Reproduce the post on reincarnation and the higher soul self word for word, including its closing edit note.

— START Selected passage —

Let's indulge in some psychosexual hypotheticals. Let's say a person in one life is a very straight heterosexual with a pronounced abhorrence of male-male and female-female sexual activity. His next reincarnation is as a homosexual. He grows up conflicted to some extent, but still definitely in that camp. He passes from this world, and merges with or expands into his higher self soul self. Now, his basic expanded soul personality will somehow encompass both sexual orientations, with the one previous personality absolutely hating gays and being disgusted by their activities (including those of his most recent gay self), and the other, most recent, former gay human self fully accepting them and being very turned off by heterosexuality. A situation where a very deeply held and most basic human personality characteristic (sexual identity) is diametrically opposed in the two successive physical human lives. It doesn't seem to me to be plausible that there could be a graceful and spiritual unfolding and merging in this case.

This would be an extreme example to establish the point; with this issue it is "where the rubber meets the road" so to speak. But it would also apply in general to different unique human personalities supposedly amicably merging or blending or otherwise coming to mutually occupy the psyche of the high soul self. In many cases a supposed union of opposites personality-wise. 

A higher self soul being that could somehow accomplish this within itself would, it seems to me, be something quite alien to our human personalities. 

If the soul being couldn't accomplish this feat gracefully, then this psychosexual hypothetical example seems to me to be a definite predictor of some sort of serious soul psychological disorder, with two successive reincarnated dissociated consciousnesses literally disgusted by and hating their other reincarnated counterpart. Surely the "powers that be" would not allow such a situation to routinely come about in the process of reincarnation into and out of our physical world.
(This post was last modified: 2022-09-22, 04:44 PM by nbtruthman. Edited 5 times in total.)

— END Selected passage —
— START Data shown —

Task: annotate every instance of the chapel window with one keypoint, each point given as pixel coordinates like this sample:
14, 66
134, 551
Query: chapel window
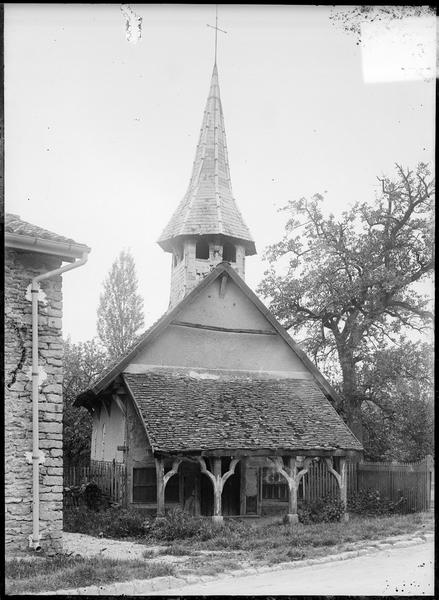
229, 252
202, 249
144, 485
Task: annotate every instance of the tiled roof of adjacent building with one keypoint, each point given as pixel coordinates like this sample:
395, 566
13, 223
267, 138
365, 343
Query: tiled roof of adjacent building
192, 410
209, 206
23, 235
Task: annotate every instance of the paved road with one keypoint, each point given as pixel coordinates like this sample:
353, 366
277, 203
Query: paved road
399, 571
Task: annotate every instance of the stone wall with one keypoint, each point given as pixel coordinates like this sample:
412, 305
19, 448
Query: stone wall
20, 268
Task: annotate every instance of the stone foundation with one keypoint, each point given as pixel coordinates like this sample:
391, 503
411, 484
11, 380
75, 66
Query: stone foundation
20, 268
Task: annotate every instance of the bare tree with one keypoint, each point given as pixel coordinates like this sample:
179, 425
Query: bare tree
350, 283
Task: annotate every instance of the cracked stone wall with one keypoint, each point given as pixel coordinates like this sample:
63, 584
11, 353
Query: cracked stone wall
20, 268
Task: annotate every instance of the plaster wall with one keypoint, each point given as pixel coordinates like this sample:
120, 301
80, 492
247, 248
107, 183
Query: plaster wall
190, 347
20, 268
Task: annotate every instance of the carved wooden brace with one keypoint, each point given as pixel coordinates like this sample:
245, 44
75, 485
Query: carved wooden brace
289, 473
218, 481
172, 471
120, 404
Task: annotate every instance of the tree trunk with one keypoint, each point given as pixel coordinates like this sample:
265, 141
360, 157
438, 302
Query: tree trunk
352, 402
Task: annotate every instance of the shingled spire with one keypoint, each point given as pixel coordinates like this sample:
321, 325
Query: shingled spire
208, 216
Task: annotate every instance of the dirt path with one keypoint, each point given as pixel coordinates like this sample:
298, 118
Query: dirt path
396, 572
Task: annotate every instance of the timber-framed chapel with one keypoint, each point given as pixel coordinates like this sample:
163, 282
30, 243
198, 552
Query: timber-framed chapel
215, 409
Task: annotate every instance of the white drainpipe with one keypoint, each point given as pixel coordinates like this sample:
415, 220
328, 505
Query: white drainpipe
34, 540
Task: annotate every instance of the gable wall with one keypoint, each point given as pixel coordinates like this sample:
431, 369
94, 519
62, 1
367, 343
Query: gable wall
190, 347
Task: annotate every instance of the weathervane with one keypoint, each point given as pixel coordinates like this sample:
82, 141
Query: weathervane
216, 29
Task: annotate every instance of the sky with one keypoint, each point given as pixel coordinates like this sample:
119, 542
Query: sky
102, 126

— END Data shown —
— START Data shown —

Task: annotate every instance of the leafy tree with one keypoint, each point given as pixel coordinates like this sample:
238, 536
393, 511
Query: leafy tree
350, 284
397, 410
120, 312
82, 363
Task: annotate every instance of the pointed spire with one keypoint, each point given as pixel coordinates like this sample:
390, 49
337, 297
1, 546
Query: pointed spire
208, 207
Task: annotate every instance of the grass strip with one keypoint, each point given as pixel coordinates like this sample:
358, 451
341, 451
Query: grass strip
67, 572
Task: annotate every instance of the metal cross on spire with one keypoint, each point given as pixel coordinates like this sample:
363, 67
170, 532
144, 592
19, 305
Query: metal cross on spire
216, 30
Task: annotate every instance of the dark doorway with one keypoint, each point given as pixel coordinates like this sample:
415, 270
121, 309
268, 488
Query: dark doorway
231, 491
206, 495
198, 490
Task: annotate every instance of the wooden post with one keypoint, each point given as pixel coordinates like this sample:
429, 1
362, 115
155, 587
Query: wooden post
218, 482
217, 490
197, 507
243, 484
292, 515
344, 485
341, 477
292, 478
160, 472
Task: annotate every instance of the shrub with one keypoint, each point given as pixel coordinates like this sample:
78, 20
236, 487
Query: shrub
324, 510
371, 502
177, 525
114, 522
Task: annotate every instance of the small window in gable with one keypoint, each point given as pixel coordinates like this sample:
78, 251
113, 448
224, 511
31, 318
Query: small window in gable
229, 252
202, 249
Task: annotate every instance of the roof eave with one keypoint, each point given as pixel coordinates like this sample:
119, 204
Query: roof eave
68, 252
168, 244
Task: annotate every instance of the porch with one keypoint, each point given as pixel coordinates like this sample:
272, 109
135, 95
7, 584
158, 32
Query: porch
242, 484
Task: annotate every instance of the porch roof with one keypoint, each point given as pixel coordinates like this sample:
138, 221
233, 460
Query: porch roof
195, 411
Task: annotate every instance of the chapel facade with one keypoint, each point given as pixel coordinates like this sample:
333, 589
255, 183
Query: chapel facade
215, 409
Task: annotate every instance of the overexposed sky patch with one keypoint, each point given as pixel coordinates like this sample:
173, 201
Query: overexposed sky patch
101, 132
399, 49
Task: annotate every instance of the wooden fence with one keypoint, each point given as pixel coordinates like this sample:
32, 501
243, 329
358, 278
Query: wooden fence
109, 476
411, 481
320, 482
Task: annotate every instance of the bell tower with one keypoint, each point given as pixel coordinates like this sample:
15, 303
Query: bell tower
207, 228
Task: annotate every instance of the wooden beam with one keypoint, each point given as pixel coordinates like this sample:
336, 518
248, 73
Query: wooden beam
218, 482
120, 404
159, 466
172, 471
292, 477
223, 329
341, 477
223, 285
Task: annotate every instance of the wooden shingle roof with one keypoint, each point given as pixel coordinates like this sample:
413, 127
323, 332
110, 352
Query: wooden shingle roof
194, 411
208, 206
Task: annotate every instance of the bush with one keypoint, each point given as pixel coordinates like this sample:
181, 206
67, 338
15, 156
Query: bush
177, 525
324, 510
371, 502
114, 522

— END Data shown —

*Output for this exercise*
Let's indulge in some psychosexual hypotheticals. Let's say a person in one life is a very straight heterosexual with a pronounced abhorrence of male-male and female-female sexual activity. His next reincarnation is as a homosexual. He grows up conflicted to some extent, but still definitely in that camp. He passes from this world, and merges with or expands into his higher self soul self. Now, his basic expanded soul personality will somehow encompass both sexual orientations, with the one previous personality absolutely hating gays and being disgusted by their activities (including those of his most recent gay self), and the other, most recent, former gay human self fully accepting them and being very turned off by heterosexuality. A situation where a very deeply held and most basic human personality characteristic (sexual identity) is diametrically opposed in the two successive physical human lives. It doesn't seem to me to be plausible that there could be a graceful and spiritual unfolding and merging in this case.

This would be an extreme example to establish the point; with this issue it is "where the rubber meets the road" so to speak. But it would also apply in general to different unique human personalities supposedly amicably merging or blending or otherwise coming to mutually occupy the psyche of the high soul self. In many cases a supposed union of opposites personality-wise. 

A higher self soul being that could somehow accomplish this within itself would, it seems to me, be something quite alien to our human personalities. 

If the soul being couldn't accomplish this feat gracefully, then this psychosexual hypothetical example seems to me to be a definite predictor of some sort of serious soul psychological disorder, with two successive reincarnated dissociated consciousnesses literally disgusted by and hating their other reincarnated counterpart. Surely the "powers that be" would not allow such a situation to routinely come about in the process of reincarnation into and out of our physical world.
(This post was last modified: 2022-09-22, 04:44 PM by nbtruthman. Edited 5 times in total.)